**Directions for this task**.
Filter the records below down to the lines that contain the word "blue", copying each such line. Matching is case-sensitive.

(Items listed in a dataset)
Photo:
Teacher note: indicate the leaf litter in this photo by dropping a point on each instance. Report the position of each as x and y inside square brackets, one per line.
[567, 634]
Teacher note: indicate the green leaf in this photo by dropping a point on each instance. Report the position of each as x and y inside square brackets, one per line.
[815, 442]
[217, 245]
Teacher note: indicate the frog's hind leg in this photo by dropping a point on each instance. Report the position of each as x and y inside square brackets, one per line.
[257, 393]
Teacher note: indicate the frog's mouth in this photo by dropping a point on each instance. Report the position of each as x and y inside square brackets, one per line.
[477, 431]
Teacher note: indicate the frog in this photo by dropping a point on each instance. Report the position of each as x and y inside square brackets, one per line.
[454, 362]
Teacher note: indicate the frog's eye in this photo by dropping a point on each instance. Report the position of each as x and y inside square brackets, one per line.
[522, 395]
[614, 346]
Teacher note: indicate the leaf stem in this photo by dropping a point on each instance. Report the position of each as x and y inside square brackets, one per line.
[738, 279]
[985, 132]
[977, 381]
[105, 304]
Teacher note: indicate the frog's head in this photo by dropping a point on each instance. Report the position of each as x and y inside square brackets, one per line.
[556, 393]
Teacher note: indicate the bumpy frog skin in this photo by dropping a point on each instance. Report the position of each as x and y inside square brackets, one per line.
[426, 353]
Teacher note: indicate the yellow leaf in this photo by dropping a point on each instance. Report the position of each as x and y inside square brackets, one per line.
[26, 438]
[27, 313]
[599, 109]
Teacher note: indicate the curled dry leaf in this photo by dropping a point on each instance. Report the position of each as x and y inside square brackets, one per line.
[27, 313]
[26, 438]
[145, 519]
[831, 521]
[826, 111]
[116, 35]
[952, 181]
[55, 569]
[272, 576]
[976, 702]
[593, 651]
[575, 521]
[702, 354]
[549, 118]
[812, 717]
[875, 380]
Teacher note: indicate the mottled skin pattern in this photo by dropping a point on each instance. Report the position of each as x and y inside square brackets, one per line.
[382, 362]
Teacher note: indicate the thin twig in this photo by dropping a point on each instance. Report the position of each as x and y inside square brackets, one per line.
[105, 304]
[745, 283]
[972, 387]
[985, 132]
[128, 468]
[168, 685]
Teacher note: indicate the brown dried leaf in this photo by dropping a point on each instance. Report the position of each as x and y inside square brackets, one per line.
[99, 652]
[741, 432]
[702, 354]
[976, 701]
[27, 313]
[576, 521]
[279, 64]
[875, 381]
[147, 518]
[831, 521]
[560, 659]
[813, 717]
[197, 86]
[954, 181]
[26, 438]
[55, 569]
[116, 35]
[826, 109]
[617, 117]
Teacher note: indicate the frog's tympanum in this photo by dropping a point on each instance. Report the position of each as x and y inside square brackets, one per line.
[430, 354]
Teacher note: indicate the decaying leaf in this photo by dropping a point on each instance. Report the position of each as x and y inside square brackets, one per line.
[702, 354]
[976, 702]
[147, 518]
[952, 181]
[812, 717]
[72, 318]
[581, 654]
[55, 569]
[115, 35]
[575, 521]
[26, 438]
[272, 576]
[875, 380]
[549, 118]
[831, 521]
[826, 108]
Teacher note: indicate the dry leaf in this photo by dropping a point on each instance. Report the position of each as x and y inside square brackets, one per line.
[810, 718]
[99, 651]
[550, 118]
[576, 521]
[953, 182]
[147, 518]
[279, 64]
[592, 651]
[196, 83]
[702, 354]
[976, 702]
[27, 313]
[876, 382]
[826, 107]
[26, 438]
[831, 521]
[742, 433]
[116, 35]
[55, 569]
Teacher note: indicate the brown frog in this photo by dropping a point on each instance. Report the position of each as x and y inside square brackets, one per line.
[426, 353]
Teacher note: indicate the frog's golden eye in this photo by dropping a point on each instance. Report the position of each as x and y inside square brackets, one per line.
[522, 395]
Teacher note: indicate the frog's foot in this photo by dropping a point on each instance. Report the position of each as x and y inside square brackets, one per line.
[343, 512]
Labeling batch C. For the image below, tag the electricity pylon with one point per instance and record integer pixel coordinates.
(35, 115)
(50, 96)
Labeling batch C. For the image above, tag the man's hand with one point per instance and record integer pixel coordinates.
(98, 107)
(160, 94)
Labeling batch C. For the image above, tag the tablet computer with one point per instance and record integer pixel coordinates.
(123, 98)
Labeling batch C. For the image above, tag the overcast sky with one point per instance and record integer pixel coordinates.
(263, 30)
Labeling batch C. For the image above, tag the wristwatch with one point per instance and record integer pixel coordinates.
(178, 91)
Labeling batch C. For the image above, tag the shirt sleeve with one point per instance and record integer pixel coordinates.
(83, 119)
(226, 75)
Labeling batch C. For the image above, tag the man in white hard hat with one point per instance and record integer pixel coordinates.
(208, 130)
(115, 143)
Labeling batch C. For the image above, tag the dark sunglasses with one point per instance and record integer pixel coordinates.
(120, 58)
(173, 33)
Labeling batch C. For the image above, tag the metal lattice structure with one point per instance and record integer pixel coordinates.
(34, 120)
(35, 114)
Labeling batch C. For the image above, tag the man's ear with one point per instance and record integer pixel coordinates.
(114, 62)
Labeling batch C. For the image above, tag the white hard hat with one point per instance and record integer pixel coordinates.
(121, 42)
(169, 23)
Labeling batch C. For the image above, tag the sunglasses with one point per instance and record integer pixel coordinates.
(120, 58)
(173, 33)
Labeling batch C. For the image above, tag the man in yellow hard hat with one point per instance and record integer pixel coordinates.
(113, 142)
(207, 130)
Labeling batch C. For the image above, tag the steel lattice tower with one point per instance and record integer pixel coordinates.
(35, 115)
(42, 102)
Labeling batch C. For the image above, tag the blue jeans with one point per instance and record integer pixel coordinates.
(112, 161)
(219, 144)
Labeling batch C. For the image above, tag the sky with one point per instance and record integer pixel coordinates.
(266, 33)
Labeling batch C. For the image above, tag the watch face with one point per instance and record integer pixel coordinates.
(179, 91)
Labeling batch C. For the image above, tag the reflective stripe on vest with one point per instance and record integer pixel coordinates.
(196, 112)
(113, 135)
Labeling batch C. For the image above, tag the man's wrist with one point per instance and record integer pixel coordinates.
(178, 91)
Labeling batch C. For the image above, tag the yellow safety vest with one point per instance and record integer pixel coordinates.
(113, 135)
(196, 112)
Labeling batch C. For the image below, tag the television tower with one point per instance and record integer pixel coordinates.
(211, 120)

...

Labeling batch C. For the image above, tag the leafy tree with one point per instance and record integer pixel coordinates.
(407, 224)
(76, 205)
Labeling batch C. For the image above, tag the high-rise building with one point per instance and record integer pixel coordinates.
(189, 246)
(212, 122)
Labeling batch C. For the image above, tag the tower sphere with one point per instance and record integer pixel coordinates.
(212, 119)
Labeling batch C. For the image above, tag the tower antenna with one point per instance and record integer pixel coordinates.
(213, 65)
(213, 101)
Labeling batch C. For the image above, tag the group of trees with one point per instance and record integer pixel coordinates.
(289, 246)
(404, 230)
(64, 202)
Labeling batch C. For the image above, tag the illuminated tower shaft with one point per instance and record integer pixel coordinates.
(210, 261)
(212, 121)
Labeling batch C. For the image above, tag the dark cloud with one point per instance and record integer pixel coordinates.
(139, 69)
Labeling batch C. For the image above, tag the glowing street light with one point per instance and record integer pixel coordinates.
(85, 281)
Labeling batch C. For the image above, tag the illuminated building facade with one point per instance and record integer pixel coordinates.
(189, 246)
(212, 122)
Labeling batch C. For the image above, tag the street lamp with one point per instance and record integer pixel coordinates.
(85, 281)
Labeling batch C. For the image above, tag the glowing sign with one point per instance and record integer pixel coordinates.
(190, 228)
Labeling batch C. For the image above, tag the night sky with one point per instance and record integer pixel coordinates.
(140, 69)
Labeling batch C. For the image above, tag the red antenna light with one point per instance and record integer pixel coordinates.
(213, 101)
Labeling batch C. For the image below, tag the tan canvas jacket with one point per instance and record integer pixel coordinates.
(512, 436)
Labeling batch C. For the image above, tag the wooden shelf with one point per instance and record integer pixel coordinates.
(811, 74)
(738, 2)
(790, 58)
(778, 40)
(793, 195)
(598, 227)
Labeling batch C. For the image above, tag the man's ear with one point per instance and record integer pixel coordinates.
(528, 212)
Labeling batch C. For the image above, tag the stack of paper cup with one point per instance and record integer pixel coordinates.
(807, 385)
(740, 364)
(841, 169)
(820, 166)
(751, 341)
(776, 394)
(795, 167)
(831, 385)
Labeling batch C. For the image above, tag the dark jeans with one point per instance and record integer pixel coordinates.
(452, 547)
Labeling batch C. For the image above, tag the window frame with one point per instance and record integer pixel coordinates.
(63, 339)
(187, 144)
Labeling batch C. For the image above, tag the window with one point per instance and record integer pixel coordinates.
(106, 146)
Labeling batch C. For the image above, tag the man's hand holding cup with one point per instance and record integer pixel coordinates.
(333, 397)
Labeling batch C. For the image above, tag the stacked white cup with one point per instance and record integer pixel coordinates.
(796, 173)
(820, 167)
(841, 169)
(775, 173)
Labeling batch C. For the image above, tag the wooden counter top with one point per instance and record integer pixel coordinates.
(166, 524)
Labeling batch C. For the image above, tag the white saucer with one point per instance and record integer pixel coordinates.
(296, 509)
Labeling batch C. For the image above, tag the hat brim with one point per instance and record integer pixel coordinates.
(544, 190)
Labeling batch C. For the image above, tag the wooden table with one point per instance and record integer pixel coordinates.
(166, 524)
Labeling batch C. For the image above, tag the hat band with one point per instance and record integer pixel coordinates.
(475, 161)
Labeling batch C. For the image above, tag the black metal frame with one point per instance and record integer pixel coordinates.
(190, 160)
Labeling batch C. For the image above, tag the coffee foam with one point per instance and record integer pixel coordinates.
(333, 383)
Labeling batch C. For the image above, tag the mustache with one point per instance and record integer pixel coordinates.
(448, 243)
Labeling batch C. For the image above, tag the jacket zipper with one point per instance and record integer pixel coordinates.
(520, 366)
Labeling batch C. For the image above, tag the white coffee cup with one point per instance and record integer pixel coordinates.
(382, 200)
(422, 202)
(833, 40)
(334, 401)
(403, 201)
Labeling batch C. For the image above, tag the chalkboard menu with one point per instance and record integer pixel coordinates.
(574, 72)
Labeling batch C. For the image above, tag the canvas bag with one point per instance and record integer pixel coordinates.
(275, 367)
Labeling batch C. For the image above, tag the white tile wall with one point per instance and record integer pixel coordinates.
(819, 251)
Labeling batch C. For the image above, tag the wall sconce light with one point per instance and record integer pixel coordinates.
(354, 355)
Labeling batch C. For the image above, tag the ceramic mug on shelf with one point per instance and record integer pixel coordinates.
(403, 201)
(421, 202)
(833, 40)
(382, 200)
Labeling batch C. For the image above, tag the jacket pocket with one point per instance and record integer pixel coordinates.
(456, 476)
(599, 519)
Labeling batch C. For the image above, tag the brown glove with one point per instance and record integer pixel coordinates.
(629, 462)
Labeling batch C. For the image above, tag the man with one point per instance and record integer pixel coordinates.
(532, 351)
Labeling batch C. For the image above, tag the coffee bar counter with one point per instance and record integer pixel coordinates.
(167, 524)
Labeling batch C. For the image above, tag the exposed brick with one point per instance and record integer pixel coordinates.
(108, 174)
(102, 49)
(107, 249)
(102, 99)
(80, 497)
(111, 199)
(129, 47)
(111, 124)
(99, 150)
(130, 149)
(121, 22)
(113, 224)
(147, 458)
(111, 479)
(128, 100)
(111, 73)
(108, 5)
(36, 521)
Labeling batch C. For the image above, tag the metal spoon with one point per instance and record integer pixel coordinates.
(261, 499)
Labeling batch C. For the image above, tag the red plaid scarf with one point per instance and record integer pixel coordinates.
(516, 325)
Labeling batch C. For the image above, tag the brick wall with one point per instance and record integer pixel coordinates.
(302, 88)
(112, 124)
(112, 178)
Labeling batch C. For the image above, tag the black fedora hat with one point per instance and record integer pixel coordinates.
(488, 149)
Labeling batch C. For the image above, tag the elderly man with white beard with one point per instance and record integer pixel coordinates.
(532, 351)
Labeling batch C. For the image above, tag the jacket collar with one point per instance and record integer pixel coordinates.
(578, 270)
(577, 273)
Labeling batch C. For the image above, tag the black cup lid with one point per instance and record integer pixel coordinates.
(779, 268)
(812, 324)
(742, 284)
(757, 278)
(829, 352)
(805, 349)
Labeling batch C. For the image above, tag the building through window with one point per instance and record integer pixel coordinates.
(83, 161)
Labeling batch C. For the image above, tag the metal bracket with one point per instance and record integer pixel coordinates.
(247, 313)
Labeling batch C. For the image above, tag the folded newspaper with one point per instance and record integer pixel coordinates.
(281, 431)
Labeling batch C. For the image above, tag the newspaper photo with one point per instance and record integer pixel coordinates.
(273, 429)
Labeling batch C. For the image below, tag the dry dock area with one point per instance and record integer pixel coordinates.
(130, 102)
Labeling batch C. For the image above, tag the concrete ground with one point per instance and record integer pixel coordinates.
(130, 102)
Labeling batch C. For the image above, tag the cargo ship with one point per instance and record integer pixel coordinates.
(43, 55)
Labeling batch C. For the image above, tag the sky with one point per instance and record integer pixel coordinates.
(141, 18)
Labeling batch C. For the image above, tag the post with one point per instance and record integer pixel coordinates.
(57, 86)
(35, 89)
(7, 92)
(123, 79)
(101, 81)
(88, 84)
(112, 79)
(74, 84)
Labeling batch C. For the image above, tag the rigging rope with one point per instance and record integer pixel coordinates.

==

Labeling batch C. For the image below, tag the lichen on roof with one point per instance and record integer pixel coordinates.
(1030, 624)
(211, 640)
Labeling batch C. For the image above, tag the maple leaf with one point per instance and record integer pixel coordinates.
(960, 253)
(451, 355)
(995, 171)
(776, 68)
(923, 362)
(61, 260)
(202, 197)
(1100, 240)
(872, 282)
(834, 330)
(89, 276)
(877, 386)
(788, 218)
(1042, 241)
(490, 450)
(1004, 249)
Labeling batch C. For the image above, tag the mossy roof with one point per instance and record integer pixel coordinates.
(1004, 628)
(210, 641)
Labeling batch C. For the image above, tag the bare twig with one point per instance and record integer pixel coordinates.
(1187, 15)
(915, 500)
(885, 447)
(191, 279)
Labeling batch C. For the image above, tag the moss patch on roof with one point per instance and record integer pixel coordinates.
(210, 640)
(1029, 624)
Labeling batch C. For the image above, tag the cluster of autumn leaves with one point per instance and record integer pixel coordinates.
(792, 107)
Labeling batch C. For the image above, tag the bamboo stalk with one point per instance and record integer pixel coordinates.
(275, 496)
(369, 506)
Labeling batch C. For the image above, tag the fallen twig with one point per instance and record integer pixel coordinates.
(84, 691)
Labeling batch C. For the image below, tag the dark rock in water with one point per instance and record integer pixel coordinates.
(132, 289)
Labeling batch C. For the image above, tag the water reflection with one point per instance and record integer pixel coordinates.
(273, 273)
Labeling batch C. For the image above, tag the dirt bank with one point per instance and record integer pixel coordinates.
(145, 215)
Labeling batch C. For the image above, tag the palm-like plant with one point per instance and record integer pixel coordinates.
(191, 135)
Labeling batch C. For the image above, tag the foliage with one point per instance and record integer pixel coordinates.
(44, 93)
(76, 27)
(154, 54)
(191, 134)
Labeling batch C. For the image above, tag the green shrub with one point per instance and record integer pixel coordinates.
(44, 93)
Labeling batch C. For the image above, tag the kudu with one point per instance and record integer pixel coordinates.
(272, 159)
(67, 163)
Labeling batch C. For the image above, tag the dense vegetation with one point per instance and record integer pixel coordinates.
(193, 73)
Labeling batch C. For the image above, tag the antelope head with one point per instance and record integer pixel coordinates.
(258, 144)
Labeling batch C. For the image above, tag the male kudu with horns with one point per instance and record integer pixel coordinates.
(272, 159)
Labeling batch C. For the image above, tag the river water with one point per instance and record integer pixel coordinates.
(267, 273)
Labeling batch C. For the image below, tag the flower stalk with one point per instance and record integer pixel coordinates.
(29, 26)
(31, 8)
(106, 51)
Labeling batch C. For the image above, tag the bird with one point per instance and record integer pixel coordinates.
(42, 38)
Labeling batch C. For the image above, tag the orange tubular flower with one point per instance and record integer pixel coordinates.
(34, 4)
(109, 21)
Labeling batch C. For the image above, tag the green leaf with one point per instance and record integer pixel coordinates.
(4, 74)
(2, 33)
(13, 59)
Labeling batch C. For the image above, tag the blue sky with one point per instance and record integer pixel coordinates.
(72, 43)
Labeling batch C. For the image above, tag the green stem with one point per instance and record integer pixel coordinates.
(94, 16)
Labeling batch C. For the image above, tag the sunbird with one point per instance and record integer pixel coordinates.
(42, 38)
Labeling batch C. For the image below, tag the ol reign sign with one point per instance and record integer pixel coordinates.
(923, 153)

**The result**.
Labeling batch C. For the image above, tag the blue jeans with one point per instance and record integer pixel coordinates.
Labeling batch C. For the image above, tag the blue sky with one point per instance and record integer pixel coordinates.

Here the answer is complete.